Task directions | Render the listing below, from the line holding "Please provide the mask of every instance of the black" through the line holding "578 244 L 585", inclusive, as a two-column CSV with the headers text and answer. Give each text its own row beside its answer, and put every field in quotes with its line breaks turned into spaces.
=== Recorded data ===
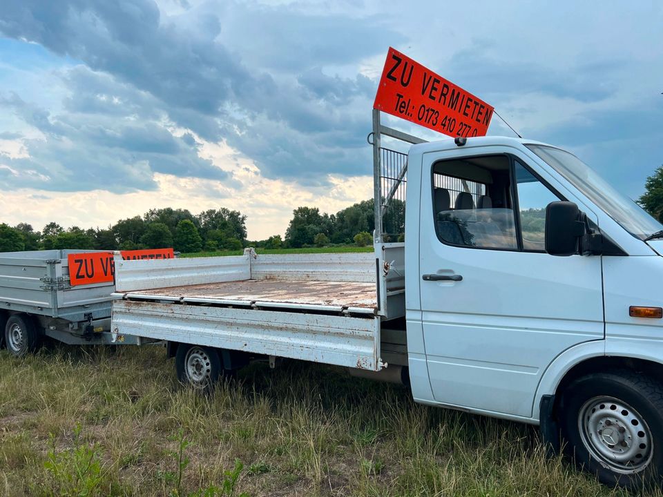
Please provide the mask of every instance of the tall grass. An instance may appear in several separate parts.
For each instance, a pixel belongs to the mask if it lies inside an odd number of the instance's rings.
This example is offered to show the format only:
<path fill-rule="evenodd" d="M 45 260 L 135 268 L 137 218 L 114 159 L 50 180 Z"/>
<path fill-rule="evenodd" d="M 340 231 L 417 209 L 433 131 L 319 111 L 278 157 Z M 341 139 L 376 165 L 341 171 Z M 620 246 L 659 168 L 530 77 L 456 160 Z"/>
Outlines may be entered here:
<path fill-rule="evenodd" d="M 0 352 L 0 494 L 628 495 L 546 459 L 531 427 L 404 387 L 291 361 L 201 396 L 173 367 L 159 347 Z"/>

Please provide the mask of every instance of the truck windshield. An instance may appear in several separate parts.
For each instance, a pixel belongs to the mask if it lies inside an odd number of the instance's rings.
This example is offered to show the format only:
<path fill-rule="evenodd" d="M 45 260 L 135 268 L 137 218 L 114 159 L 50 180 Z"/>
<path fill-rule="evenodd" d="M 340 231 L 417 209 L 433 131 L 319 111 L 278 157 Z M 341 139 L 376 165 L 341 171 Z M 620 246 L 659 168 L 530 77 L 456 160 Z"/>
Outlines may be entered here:
<path fill-rule="evenodd" d="M 575 155 L 555 147 L 526 145 L 528 148 L 570 181 L 608 215 L 633 236 L 644 240 L 663 225 Z"/>

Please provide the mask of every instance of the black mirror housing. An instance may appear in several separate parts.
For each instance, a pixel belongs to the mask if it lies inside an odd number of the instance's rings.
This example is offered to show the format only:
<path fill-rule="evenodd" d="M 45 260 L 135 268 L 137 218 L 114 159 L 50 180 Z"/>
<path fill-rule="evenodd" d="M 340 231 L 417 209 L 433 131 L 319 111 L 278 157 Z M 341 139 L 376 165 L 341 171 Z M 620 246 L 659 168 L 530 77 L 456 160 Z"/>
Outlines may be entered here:
<path fill-rule="evenodd" d="M 578 244 L 585 233 L 585 223 L 573 202 L 554 202 L 546 208 L 546 251 L 550 255 L 578 253 Z"/>

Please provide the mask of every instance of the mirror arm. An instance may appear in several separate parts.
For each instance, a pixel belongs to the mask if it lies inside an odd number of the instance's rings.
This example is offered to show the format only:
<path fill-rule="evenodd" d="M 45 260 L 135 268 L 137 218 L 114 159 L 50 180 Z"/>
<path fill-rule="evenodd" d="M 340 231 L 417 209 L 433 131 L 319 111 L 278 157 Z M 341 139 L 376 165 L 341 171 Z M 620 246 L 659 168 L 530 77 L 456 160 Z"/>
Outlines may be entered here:
<path fill-rule="evenodd" d="M 580 213 L 579 221 L 584 227 L 580 237 L 580 255 L 600 255 L 603 253 L 603 235 L 601 231 L 592 227 L 589 218 L 584 213 Z"/>

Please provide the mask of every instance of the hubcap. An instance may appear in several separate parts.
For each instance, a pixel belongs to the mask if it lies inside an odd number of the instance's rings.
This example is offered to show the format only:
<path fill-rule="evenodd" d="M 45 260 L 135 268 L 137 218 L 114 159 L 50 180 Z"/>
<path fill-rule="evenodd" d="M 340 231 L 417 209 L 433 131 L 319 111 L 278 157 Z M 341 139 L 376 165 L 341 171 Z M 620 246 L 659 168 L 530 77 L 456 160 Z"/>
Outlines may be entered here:
<path fill-rule="evenodd" d="M 186 376 L 195 385 L 203 385 L 209 380 L 211 365 L 209 357 L 200 347 L 192 347 L 185 358 Z"/>
<path fill-rule="evenodd" d="M 12 324 L 7 334 L 7 343 L 15 352 L 23 350 L 23 330 L 17 324 Z"/>
<path fill-rule="evenodd" d="M 651 461 L 653 441 L 644 418 L 614 397 L 594 397 L 580 409 L 578 428 L 592 457 L 615 472 L 632 474 Z"/>

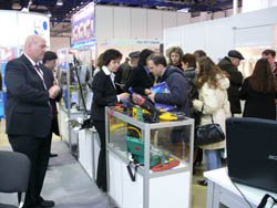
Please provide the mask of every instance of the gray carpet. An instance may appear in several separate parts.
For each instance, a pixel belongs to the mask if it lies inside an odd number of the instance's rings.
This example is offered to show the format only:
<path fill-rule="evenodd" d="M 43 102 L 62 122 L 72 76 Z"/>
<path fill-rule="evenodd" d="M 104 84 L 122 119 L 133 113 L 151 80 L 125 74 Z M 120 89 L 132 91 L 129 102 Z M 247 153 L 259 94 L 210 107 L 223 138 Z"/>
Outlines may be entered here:
<path fill-rule="evenodd" d="M 1 147 L 0 149 L 10 149 Z M 63 142 L 52 144 L 52 153 L 42 197 L 55 201 L 55 208 L 112 208 L 107 196 L 85 174 Z M 0 194 L 0 202 L 17 204 L 16 195 Z"/>

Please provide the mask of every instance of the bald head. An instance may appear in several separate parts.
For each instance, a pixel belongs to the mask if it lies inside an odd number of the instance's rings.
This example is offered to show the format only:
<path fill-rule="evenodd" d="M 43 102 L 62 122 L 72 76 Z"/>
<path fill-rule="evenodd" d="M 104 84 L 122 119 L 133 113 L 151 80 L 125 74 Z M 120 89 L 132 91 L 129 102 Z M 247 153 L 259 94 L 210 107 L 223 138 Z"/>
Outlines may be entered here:
<path fill-rule="evenodd" d="M 27 37 L 24 44 L 24 53 L 34 62 L 43 59 L 47 51 L 47 41 L 37 34 Z"/>

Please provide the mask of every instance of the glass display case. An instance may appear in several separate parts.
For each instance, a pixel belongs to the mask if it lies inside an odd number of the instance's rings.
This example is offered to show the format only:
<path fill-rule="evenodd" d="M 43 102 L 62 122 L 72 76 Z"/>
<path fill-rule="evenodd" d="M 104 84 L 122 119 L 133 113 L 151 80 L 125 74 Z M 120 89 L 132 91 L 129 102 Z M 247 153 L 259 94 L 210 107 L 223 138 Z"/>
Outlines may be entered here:
<path fill-rule="evenodd" d="M 122 208 L 189 207 L 194 119 L 140 119 L 106 108 L 109 195 Z"/>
===
Response to the exercise |
text,answer
"Please provide the mask of every instance of the black mirror housing. An instance may appear in several separate parts. For each instance, a pixel belongs to the mask if it lies inside an odd number of the instance's rings. This example is offered to show the format only: <path fill-rule=""evenodd"" d=""M 45 260 L 135 268 L 137 218 L 114 159 L 50 180 Z""/> <path fill-rule=""evenodd"" d=""M 340 231 L 417 209 L 433 131 L 319 111 L 278 157 Z M 341 139 L 376 165 L 341 171 Z M 620 246 L 659 168 L 530 77 L 456 160 Z""/> Outlines may be entered here:","<path fill-rule=""evenodd"" d=""M 578 244 L 585 233 L 585 223 L 573 202 L 554 202 L 546 208 L 546 251 L 550 255 L 578 253 Z""/>"